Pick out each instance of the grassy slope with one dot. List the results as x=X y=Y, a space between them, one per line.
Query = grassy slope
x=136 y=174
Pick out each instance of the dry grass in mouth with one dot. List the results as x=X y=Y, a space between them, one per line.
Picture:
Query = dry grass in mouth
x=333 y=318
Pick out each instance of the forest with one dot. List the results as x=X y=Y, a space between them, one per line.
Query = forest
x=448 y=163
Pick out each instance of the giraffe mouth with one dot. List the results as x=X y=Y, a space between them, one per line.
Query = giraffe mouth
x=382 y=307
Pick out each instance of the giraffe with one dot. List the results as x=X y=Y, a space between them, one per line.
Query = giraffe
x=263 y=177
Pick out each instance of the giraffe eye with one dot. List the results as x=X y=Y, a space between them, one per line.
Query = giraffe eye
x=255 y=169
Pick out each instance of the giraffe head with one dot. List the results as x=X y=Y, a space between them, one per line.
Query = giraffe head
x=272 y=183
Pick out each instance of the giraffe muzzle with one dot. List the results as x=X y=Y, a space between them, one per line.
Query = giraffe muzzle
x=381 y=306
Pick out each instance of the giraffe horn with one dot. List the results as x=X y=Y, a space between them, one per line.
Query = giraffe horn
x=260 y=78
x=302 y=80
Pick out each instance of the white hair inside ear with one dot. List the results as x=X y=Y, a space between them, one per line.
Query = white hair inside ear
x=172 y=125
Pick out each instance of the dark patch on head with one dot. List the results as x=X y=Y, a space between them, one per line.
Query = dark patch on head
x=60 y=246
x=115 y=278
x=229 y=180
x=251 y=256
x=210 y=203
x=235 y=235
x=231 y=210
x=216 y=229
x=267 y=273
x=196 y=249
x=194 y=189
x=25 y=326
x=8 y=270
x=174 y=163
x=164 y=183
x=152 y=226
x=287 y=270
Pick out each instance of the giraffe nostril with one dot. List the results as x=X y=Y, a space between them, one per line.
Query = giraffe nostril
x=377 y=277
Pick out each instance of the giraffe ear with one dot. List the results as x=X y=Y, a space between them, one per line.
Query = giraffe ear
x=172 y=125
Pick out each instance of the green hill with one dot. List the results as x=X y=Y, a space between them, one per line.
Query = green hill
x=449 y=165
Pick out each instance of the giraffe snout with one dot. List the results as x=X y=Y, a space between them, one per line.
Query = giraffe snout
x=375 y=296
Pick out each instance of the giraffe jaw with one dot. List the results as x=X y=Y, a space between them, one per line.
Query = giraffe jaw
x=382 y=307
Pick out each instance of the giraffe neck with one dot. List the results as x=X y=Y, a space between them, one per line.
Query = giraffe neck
- - - -
» **Instruction**: Rewrite all the lines above, replacing "Query" with "Target" wherever it appears and leaving everything else unchanged.

» **Written response**:
Pick out each instance of the grassy slope with one dot. List the results as x=X y=Y, a space between them, one per line.
Target = grassy slope
x=136 y=174
Pick out each instance of the dry grass in mouth with one dot. List the results as x=X y=Y, a space between them, one per line.
Picture:
Target = dry grass in mouth
x=333 y=318
Pick out each instance of the forest with one dot. List the results as x=X y=Y, a space between them, one per line.
Target = forest
x=448 y=163
Pick out each instance of the giraffe mouth with one dot. List the results as x=X y=Y, a space between them, one per line.
Target = giraffe mouth
x=382 y=307
Pick out each instance of the giraffe with one dot. List the results as x=X y=Y, a space between them, one per line.
Target = giraffe
x=263 y=177
Pick out each instance of the giraffe eye with one dot. List the results as x=X y=Y, a space between them, one per line.
Target = giraffe eye
x=255 y=169
Pick out each instance of the giraffe head with one dot. List the results as x=X y=Y, a space between them, one per line.
Target = giraffe head
x=272 y=183
Pick out each instance of the giraffe muzzle with one dot. List the results as x=X y=Y, a space between them, one per line.
Target = giraffe muzzle
x=381 y=306
Pick out each instance of the giraffe horn with one dot. List the results as x=X y=Y, a space between them, one per line.
Target = giraffe horn
x=260 y=78
x=302 y=80
Pick out each instance of the white hair inside ear with one dot. List the results as x=X y=Y, a space between them, one per line.
Target = white hair inside ear
x=172 y=125
Pick out each instance of the dark patch on head with one dot. List the results as x=X y=Y, a space between them, one per line.
Target = dark patch on head
x=60 y=246
x=115 y=278
x=229 y=180
x=251 y=256
x=210 y=203
x=235 y=235
x=231 y=210
x=216 y=229
x=267 y=273
x=196 y=249
x=194 y=189
x=25 y=326
x=8 y=270
x=174 y=163
x=164 y=183
x=152 y=226
x=287 y=270
Pick out each instance of the giraffe nostril with one dot. List the results as x=X y=Y, a space between them, one per line.
Target = giraffe nostril
x=377 y=277
Pick out each instance of the giraffe ear with one dot. List the results as x=X y=Y, a space between them, one per line.
Target = giraffe ear
x=172 y=125
Pick out each instance of the green hill with one dot. List the results as x=X y=Y, a space between them, one per line.
Target = green hill
x=449 y=165
Pick out each instance of the giraffe snout with one dot. List the results as x=X y=Y, a space between them, one per line.
Target = giraffe snout
x=375 y=296
Pick out each instance of the giraffe jaw with one dot. List the results as x=X y=Y, a space between them, one per line.
Target = giraffe jaw
x=382 y=307
Pick out each instance of the giraffe neck with one dot. List the results as x=X y=Y, a space between them, one per line.
Target = giraffe neck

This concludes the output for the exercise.